_Stored entries_.
-------------------------
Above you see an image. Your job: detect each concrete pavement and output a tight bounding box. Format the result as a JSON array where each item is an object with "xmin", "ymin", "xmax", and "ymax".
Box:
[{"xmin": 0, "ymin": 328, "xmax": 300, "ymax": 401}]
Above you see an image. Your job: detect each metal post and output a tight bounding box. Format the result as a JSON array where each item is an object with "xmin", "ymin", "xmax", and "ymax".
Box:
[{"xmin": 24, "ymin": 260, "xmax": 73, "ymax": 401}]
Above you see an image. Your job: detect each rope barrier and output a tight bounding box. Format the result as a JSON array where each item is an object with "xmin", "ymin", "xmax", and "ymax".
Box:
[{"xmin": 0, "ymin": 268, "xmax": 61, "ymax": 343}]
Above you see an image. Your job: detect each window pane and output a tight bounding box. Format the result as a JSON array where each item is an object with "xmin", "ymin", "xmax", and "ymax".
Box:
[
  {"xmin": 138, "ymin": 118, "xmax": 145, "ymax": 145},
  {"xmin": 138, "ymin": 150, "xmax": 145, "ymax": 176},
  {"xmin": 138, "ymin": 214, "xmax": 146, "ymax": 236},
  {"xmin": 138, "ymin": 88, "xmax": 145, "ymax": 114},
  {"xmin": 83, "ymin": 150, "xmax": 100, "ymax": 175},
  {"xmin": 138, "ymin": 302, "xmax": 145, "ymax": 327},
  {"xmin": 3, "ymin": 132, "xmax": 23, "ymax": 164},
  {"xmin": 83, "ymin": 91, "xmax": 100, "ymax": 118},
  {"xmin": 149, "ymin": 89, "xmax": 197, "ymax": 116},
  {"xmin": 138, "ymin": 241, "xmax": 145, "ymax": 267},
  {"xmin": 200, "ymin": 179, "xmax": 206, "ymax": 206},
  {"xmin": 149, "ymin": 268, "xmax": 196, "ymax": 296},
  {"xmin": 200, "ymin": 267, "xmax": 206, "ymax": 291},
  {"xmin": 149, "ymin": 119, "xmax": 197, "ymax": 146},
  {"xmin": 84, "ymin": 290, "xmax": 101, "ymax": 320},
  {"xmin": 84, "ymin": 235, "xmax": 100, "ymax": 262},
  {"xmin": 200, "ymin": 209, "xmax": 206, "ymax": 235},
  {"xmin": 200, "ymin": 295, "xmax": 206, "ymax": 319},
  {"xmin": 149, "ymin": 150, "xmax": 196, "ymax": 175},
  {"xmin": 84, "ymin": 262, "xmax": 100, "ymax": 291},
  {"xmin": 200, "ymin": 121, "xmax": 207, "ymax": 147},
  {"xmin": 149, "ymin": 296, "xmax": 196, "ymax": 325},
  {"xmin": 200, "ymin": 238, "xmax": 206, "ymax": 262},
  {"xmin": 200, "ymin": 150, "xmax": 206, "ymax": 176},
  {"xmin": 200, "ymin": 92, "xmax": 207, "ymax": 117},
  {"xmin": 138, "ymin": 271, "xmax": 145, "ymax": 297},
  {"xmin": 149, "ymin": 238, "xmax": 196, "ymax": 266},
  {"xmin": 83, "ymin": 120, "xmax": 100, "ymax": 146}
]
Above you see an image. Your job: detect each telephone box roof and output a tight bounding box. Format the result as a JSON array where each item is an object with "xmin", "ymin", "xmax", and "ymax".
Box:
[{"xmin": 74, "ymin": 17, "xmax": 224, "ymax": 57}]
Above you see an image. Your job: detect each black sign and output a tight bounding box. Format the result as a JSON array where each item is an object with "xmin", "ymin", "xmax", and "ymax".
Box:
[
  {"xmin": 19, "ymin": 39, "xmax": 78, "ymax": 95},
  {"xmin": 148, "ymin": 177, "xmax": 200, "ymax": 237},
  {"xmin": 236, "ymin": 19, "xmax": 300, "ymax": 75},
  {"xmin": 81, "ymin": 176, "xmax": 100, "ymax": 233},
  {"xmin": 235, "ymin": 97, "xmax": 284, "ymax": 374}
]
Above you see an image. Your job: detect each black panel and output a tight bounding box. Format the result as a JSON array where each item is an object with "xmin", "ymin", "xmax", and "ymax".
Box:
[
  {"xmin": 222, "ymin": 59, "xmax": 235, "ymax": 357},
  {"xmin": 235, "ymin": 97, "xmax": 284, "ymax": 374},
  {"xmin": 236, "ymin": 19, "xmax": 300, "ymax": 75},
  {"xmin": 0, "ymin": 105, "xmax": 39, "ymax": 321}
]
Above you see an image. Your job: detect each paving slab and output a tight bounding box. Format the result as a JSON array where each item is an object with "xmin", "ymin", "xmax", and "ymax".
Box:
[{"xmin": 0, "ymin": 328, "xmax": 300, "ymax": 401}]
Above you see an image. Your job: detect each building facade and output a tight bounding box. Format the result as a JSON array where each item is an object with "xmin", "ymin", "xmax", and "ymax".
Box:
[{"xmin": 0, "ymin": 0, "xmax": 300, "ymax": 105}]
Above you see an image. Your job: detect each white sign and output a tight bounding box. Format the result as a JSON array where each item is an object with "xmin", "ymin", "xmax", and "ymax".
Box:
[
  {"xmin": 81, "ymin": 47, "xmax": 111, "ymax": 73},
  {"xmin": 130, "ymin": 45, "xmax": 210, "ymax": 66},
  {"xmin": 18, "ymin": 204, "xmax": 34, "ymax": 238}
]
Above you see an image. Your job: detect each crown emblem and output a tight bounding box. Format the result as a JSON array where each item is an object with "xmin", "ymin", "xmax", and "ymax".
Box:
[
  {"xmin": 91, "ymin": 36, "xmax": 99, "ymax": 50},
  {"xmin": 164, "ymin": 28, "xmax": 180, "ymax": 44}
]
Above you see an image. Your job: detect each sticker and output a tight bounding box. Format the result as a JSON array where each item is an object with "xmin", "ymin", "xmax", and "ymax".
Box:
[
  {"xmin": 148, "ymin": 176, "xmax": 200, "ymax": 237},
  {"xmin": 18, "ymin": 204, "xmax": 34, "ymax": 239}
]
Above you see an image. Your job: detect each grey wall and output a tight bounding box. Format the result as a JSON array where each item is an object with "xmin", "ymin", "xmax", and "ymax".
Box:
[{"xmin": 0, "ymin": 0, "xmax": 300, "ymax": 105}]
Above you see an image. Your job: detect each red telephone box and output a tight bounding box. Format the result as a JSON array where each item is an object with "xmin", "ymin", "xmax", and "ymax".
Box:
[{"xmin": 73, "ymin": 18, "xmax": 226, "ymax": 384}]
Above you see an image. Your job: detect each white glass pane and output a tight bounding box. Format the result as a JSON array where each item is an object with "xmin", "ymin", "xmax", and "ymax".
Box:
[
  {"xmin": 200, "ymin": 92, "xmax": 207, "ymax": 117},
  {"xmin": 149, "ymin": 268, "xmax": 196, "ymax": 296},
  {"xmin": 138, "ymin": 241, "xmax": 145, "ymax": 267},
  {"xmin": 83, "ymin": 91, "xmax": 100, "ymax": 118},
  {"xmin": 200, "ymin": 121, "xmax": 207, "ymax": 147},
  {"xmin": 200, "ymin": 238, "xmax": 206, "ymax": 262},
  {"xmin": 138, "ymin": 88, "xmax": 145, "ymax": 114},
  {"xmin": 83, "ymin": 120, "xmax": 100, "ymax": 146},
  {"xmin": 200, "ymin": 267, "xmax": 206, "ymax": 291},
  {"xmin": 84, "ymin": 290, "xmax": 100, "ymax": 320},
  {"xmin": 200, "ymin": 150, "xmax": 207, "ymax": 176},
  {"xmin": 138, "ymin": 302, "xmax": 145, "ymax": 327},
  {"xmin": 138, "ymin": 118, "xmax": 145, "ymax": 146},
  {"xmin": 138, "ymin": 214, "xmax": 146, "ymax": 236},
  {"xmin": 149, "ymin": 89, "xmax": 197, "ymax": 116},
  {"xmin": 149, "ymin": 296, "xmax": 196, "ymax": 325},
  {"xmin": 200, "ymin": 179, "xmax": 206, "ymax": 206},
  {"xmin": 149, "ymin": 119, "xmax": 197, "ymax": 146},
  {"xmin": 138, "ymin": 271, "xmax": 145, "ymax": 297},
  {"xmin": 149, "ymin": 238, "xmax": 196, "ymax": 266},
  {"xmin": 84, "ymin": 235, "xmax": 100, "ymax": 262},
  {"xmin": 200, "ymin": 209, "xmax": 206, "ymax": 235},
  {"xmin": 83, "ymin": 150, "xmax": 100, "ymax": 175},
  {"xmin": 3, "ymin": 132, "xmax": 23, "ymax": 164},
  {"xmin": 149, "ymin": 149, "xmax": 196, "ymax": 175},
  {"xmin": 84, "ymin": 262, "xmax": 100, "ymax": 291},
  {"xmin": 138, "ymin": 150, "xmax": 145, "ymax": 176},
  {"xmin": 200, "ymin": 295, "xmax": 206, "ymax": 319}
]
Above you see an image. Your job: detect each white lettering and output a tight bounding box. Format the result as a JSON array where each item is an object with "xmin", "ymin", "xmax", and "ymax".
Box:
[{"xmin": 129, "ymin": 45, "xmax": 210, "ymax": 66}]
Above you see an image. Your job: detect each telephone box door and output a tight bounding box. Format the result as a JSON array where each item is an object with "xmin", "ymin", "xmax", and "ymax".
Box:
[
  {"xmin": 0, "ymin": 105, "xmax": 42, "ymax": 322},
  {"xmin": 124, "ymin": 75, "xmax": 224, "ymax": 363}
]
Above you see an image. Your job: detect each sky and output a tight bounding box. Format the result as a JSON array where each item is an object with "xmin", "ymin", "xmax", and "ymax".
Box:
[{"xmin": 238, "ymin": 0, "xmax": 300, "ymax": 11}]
-------------------------
_GOAL_.
How many lines in the items above contain the string "sign"? Treat uppercase and lowercase letters as different, and reply with the number alone.

_WORKED ANSWER_.
2